**Task objective:** Copy out every line in the entries below that includes "Guideline".

[Natural language region descriptions]
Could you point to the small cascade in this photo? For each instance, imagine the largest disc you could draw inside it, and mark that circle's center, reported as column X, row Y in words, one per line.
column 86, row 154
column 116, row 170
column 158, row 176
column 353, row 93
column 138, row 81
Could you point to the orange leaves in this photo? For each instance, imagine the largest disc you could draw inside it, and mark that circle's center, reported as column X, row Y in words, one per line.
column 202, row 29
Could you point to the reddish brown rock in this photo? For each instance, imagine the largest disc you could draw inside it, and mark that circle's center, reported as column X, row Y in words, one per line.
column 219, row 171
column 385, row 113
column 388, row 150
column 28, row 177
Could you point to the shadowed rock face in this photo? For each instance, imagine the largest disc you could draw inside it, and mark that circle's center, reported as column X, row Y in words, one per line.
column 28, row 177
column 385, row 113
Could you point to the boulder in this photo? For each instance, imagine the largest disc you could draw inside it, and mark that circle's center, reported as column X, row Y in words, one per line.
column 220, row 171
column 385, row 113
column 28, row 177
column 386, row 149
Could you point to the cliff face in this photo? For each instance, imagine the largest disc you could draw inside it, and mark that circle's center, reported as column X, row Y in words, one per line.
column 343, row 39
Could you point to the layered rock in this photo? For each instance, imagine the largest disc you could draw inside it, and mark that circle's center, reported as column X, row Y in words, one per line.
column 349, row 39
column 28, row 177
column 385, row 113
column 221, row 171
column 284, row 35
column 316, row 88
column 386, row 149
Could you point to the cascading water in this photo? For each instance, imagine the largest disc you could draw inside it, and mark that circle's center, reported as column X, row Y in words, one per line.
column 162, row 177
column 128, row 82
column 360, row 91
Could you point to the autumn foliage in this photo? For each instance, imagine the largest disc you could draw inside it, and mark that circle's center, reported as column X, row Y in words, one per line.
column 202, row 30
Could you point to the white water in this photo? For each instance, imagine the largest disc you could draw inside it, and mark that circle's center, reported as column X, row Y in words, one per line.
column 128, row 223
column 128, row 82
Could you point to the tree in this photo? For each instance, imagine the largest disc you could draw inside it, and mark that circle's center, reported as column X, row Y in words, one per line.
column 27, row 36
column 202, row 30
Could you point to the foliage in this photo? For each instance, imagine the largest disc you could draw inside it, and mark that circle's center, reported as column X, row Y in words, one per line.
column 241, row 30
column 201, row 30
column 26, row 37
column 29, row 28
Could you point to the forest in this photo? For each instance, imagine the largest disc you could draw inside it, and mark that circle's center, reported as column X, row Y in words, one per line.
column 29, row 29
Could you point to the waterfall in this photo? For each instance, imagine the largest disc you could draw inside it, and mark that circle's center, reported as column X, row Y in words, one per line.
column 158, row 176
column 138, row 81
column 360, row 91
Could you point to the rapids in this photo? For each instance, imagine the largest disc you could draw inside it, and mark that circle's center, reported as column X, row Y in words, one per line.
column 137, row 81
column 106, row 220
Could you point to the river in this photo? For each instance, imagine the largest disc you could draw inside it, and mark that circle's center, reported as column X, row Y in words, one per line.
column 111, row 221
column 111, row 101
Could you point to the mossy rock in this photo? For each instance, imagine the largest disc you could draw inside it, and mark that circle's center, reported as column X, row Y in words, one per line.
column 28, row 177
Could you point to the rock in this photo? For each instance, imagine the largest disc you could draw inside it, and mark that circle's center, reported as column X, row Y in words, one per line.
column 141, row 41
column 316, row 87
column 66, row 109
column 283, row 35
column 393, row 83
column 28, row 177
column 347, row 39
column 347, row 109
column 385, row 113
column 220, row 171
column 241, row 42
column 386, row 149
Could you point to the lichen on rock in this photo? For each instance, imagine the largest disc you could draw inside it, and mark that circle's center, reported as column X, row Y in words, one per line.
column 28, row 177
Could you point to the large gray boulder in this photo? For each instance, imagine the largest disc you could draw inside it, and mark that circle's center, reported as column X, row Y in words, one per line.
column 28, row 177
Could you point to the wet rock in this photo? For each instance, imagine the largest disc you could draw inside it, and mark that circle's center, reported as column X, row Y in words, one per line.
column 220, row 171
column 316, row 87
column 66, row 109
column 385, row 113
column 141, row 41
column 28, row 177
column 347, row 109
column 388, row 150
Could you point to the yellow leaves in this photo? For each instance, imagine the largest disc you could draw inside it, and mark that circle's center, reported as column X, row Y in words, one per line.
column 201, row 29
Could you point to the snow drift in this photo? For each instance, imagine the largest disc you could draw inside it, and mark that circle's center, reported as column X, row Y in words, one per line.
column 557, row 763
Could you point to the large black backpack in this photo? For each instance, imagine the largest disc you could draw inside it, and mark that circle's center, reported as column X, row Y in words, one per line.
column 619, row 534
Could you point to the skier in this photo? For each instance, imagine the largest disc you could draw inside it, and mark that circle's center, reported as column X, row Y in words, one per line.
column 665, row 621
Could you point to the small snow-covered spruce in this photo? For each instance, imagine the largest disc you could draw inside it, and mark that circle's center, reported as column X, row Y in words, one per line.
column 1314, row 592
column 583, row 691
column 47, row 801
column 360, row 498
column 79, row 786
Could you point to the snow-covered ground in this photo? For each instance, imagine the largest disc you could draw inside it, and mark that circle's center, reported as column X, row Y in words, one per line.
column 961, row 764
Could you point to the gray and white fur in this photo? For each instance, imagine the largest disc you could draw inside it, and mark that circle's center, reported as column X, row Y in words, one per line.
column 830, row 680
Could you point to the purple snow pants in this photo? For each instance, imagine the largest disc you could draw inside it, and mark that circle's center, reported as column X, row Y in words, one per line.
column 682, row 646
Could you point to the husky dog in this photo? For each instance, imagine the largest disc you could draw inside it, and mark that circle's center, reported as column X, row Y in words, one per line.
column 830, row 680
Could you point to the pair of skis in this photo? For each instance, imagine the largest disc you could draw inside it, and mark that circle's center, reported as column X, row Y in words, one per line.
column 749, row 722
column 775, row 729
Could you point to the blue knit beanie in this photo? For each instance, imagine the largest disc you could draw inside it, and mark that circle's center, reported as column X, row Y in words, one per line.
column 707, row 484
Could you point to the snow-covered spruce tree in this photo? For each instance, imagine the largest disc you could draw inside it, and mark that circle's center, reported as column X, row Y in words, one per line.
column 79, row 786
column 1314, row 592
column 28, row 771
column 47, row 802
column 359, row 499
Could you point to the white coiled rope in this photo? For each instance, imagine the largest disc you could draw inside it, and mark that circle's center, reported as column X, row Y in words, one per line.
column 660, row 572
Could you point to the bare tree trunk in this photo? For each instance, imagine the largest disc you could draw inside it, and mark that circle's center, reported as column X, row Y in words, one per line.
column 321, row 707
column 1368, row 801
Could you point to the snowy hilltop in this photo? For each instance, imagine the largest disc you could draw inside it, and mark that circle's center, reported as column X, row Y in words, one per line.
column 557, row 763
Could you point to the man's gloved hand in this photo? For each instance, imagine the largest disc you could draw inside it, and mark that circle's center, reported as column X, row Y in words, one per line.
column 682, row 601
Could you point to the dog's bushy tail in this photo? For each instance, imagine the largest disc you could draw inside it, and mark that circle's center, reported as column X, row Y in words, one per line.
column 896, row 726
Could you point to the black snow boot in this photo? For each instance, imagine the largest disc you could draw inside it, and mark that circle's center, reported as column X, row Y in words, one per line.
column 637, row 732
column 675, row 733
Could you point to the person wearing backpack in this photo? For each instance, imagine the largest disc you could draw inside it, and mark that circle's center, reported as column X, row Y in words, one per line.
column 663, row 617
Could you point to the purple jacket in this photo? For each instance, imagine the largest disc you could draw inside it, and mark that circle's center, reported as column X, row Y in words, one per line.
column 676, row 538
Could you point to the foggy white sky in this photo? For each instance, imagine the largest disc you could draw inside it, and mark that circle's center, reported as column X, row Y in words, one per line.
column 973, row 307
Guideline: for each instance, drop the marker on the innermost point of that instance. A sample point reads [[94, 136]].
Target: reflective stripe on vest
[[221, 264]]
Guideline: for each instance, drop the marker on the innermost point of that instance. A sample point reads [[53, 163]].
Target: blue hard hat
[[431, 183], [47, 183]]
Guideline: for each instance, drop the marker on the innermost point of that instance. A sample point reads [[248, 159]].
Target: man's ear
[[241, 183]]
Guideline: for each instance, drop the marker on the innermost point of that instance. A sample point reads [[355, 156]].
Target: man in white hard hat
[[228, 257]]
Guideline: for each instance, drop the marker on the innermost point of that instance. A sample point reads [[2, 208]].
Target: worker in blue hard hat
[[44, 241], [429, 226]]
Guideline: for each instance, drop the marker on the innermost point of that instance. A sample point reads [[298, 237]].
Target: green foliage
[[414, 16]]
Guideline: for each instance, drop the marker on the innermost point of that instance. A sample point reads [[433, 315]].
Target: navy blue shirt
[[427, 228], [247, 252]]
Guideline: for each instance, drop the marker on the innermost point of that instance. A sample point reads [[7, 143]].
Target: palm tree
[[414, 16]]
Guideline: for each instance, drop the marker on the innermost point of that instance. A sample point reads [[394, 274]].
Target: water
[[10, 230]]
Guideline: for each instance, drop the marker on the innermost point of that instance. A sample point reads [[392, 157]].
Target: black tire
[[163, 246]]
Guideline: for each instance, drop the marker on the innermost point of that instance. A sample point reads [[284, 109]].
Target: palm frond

**The completed task:**
Guideline: for each instance, drop the marker on the innermost point of that instance. A sample point reads [[94, 136]].
Guideline: for each instance, drop the marker on the innermost point of that instance. A sample point reads [[53, 163]].
Guideline: for each instance, drop the marker on the innermost point of that instance. A sample point reads [[248, 159]].
Guideline: for each instance, drop the marker on the innermost point of that instance. A sample point reads [[355, 156]].
Guideline: for each instance, drop the marker on the innermost point of that instance. A sample point reads [[2, 208]].
Guideline: for each instance, drop the marker on the innermost point of that instance. A sample point reads [[298, 237]].
Guideline: for each instance, drop the marker on the innermost point of that instance. A sample point reads [[433, 315]].
Guideline: for each instance, drop the marker on the innermost point of that instance. A sample point reads [[7, 143]].
Guideline: for each instance, drop the marker on the innermost point of that instance. A sample point reads [[394, 274]].
Guideline: for each instance, drop the marker on the innermost point of that instance. A sample point reads [[392, 157]].
Guideline: for each instance, drop the marker on the innermost point of that instance. A sample point reads [[284, 109]].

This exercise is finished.